- [Action à mener]: Pouvez-vous reprendre le texte ci-dessous sur l'opinion des Français face au changement climatique, en le poursuivant juste après sa dernière phrase ?

- [Texte source]:
■ ■ ■ ■

Le premier est la conscience de la réalité de la situation. Dans un pays où la science est objet de controverse, le changement climatique est objet de consensus. Après le dernier rapport du GIEC et un été marqué par des événements extrêmes dans le sud de l’Europe comme aux États-Unis, ce consensus est massif sur l’existence du changement climatique (88%) mais il est aussi notable sur ses causes : 68% des Français estiment qu’il est « principalement dû à l’activité humaine » contre 18% « principalement dû à un phénomène naturel ».
Le second élément est le sentiment d’urgence : les Français sont disponibles pour une action en profondeur, notamment sur leur mode de vie. Ils sont 55% à considérer que telle est la voie pour lutter contre le changement climatique contre 21% qui privilégient le progrès technique et les innovations scientifiques. Ils sont même 82% – 5 points de plus qu’en 2020 – à approuver l’idée qu’il faut « que le gouvernement prenne des mesures rapides et énergiques », quitte à « modifier en profondeur leur mode de vie ». En bref, les Français ne veulent pas renvoyer l’action à des découvertes incertaines ou à des lendemains indéfinis.
Et pourtant, rien n’est acquis.
Rien n’est acquis en premier lieu pour la campagne elle-même car nul ne peut dire quelle place réelle l’environnement occupera : il s’agit en effet d’une priorité concurrencée. Si l’on regarde la moyenne des Français, aucune priorité n’écrase les autres ; mais, si l’on regarde les priorités par électorat, on voit que l’environnement occupe la première ou la deuxième place chez les sympathisants EELV, LFI, PS et LREM mais la sixième place seulement chez les sympathisants LR (31 points derrière la délinquance) et RN (47 points derrière l’immigration). Autrement dit, la bataille pour imposer un enjeu à l’agenda politique et médiatique est plus que jamais ouverte.
Rien n’est acquis en deuxième lieu après l’élection car, pour passer du discours à la pratique, il faudra aller plus loin et comprendre sur quoi les Français sont réellement prêts à modifier leur mode de vie et il faudra également penser l’accompagnement social : si le changement devait en effet signifier « des sacrifices financiers pour les entreprises et les Français », on voit que 45% des retraités et 43% des catégories moyennes et modestes s’y opposeraient – ce n’est pas rien.

■ ■ ■ ■

- [Lignes fournies]:
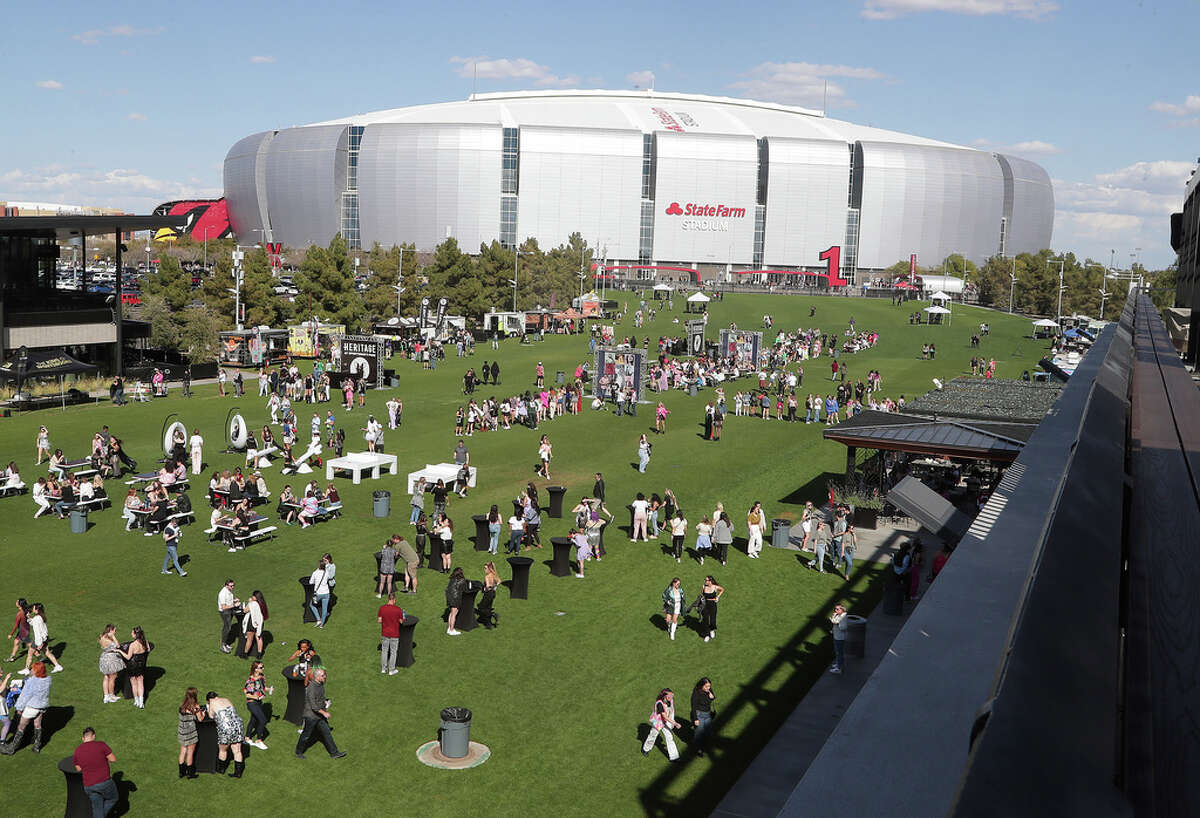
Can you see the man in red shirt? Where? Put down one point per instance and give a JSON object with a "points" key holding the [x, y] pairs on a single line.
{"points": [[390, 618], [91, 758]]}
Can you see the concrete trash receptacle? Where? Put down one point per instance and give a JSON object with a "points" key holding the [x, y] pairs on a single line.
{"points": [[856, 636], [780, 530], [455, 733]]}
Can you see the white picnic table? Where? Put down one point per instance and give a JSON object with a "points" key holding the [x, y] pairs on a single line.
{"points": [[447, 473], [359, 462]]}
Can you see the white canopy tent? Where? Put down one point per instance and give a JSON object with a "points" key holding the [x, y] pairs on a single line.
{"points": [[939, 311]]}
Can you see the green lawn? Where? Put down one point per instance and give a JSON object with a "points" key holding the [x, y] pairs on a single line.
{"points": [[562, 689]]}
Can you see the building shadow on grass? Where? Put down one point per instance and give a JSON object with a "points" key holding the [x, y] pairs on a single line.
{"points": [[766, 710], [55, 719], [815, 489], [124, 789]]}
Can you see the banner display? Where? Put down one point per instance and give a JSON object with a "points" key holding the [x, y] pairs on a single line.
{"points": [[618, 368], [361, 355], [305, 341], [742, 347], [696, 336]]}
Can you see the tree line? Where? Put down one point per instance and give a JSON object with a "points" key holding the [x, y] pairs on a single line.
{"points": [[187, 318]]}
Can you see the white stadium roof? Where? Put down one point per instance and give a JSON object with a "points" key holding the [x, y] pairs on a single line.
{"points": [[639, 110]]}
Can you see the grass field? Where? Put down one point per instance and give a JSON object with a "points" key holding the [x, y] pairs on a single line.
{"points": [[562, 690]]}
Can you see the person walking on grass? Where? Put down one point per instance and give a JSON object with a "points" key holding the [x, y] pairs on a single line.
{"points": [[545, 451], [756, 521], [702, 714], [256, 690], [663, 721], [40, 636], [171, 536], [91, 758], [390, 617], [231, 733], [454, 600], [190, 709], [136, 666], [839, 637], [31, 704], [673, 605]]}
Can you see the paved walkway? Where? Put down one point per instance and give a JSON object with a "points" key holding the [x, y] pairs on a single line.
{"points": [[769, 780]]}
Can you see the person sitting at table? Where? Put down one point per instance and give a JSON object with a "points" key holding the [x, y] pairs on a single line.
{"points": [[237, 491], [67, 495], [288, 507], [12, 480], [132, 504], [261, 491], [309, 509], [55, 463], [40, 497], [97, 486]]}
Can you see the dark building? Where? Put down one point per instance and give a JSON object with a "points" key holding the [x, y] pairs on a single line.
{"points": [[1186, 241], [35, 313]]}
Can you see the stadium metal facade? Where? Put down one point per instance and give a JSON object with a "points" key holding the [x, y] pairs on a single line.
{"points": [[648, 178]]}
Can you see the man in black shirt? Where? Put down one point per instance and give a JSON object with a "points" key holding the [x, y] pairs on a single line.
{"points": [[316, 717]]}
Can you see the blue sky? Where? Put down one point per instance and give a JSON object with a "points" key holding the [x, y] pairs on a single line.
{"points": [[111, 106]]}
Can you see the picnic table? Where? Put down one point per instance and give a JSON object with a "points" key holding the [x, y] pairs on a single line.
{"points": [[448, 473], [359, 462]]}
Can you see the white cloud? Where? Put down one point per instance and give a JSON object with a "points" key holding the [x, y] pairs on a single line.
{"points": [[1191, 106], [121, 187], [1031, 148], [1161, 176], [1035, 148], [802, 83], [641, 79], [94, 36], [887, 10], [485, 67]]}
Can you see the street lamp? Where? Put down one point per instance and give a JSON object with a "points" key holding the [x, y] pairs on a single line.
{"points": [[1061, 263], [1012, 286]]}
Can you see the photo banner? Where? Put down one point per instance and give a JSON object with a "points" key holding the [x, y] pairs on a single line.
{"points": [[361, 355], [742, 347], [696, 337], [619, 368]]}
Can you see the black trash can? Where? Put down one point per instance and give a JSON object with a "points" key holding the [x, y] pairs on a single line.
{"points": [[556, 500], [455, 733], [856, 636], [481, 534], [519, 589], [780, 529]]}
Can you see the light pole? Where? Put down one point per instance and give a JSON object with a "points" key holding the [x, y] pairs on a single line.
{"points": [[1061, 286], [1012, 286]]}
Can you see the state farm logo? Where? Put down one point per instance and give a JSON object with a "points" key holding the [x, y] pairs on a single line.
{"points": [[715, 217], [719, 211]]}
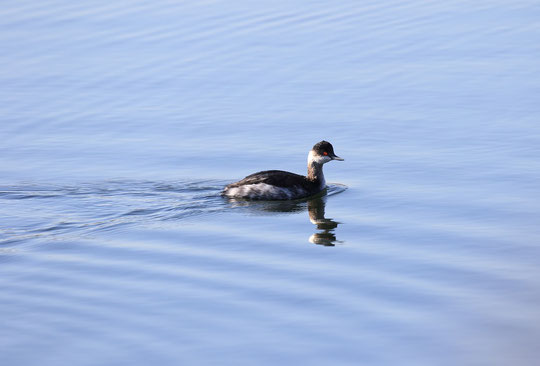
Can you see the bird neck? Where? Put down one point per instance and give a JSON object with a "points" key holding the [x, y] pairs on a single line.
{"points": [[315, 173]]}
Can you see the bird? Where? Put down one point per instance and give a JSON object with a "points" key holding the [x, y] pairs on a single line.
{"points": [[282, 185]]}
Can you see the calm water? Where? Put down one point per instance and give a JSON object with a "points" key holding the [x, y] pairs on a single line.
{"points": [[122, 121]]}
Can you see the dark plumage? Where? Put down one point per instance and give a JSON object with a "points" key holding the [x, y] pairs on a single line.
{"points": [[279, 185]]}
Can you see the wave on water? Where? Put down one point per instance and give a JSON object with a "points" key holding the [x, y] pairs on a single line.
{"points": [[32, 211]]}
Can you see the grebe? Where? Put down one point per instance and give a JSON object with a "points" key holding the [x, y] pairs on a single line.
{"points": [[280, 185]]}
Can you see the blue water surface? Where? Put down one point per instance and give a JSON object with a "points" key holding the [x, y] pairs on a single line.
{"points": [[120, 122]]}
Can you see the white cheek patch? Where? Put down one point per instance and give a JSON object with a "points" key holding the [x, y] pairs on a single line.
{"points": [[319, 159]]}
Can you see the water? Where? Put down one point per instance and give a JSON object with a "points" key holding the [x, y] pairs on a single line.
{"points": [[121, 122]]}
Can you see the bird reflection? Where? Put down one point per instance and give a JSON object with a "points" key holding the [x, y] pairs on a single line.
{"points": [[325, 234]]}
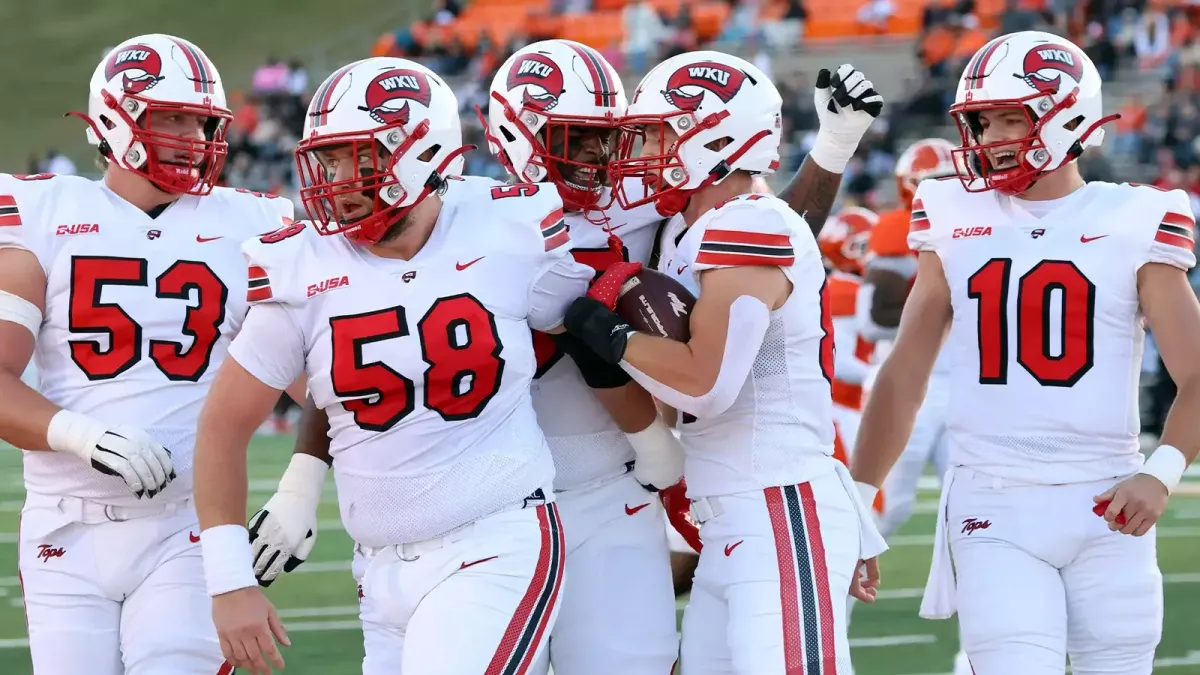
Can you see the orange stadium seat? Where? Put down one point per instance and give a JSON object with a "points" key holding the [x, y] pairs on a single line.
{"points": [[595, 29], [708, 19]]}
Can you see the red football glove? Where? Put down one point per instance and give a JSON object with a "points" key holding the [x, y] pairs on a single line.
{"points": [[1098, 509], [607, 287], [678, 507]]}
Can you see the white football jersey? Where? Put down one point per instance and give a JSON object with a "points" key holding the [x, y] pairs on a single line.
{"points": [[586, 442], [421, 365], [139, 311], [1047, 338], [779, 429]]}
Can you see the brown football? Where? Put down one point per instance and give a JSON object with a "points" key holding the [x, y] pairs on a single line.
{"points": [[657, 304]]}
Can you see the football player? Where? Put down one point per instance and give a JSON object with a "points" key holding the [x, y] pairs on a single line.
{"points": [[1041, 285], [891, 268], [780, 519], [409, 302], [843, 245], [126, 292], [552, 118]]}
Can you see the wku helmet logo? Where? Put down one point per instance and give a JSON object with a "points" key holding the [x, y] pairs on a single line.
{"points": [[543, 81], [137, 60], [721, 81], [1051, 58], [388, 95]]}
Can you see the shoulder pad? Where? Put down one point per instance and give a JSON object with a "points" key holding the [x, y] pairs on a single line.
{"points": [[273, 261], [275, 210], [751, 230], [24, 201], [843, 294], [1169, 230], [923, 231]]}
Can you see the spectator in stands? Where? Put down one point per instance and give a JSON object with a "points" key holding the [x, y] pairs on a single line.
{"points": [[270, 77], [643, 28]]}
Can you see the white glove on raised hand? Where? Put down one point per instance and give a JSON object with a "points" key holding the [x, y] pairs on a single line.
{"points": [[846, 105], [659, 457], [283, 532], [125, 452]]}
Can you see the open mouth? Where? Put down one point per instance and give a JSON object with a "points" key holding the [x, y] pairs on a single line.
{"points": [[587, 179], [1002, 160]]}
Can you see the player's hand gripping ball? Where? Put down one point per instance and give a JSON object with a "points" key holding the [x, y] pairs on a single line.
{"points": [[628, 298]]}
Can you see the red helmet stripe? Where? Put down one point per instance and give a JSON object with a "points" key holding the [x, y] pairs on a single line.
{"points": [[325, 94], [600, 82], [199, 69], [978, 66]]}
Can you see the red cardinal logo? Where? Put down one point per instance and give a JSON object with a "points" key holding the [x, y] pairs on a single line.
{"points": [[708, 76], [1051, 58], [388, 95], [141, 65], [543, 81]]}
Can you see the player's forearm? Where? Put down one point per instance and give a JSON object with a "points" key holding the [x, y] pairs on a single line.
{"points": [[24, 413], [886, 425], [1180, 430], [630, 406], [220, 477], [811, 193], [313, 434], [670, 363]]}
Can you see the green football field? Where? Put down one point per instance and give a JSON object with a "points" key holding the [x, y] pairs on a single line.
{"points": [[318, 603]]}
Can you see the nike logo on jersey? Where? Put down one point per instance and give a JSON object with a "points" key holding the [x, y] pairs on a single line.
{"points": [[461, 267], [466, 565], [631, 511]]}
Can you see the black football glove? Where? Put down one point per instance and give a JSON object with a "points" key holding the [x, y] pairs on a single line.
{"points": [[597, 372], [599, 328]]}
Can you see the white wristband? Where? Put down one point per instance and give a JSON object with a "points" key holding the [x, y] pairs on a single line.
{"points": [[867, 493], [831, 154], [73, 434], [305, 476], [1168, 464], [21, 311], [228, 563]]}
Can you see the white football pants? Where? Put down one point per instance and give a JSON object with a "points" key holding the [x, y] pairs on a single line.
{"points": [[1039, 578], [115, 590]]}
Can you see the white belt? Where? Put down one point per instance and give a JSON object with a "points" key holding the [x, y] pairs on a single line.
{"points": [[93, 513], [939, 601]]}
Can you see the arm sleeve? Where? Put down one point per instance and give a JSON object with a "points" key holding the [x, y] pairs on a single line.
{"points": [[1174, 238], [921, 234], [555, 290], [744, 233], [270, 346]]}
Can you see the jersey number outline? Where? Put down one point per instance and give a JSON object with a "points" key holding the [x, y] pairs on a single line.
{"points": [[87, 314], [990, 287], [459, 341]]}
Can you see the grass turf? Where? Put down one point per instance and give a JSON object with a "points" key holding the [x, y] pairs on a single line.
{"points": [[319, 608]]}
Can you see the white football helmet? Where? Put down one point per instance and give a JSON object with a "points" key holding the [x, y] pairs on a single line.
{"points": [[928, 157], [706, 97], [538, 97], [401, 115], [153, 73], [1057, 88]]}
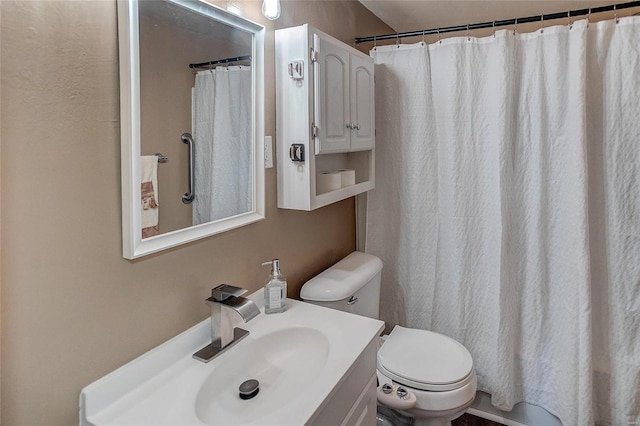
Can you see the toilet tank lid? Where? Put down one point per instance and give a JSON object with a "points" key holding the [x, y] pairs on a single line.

■ ■ ■ ■

- [Réponse à l'exercice]:
Rien n’est acquis en troisième lieu car, au-delà des clivages traditionnels sur cette question – une moindre sensibilité relative de la droite et de l’extrême-droite –, on voit que l’identification à l’écologie reste faible. Interrogés sur le qualificatif qui les qualifient le mieux, les Français ne sont en effet que 7% à répondre « écologiste », loin derrière « un homme ou une femme du peuple » (28%), « de droite » (19%), « de gauche » (14%) ou « centriste » (10%). Pour être plus précis, l’écologie reste aujourd’hui une identification de complément : les Français sont en quelque sorte des écologistes « en second lieu ». Lorsqu’ils se définissent non plus avec un mais avec plusieurs adjectifs, 22% des Français se disent alors « écologistes » – 27% se disant « de droite » et 21% « de gauche ».
Dans ce moment politique marqué par une préoccupation environnementale intense mais concurrencée et par une identification à l’écologique de complément, tout va dépendre en définitive de la capacité des acteurs à installer la question climatique au cœur de la campagne en proposant une vision de la société ou des mesures concrètes qui suscitent des débats. Jamais en tout cas la possibilité de faire de l’environnement l’un des déterminants du vote n’aura été aussi forte.